Problem to work on: Revise the rows from the start through the line containing "column 525, row 446", changing "drop a marker" to "place a pin" and leaving everything else as it is. Return only those lines.

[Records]
********
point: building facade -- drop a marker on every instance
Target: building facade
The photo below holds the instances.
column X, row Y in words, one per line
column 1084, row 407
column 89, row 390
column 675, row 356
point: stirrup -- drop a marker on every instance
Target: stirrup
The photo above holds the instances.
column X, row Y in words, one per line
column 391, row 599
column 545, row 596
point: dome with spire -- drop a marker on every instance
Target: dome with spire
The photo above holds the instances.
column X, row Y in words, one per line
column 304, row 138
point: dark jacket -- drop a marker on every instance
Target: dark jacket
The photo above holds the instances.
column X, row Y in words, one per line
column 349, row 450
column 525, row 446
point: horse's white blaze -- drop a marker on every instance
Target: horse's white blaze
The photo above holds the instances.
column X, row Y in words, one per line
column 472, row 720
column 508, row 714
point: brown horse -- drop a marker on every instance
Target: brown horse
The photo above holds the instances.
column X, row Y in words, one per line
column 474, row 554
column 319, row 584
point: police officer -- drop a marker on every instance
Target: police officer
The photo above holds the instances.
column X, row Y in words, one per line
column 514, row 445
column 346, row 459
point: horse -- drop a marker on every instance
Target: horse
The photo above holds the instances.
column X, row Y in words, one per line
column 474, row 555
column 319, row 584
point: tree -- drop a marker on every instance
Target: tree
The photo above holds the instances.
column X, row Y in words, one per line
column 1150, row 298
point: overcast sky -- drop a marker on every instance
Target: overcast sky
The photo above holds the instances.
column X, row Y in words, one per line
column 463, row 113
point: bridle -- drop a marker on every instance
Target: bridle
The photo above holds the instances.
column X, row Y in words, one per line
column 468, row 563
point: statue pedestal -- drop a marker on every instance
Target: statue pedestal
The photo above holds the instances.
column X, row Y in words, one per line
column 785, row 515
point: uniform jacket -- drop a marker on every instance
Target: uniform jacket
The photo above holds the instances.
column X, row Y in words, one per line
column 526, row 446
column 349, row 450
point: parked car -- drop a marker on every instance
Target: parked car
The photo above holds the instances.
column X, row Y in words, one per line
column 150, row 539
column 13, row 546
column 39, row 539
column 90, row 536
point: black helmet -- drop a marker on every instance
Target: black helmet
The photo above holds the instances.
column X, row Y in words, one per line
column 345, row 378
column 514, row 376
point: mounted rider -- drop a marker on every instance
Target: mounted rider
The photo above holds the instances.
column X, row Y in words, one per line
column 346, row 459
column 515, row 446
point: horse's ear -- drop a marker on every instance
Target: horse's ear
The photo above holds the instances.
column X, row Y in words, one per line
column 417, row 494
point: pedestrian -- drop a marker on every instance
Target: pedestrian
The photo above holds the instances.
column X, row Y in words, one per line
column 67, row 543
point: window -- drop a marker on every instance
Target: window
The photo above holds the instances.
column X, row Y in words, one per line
********
The response:
point: building facade -- place a pin on every instance
Target: building facade
The photo below holds the instances.
column X, row Y in words, one per line
column 1084, row 407
column 89, row 390
column 675, row 356
point: stirrup -- place a pin on every instance
Target: stirrup
The photo above holds the instances.
column X, row Y in words, one per line
column 391, row 599
column 545, row 596
point: dome with spire -- place a pin on every instance
Target: dome with spire
The photo above holds the instances.
column X, row Y in words, one per line
column 304, row 138
point: dark jacket -- place a pin on every instance
Target: dark jacket
The photo above holds the instances.
column X, row Y in words, one per line
column 349, row 450
column 525, row 446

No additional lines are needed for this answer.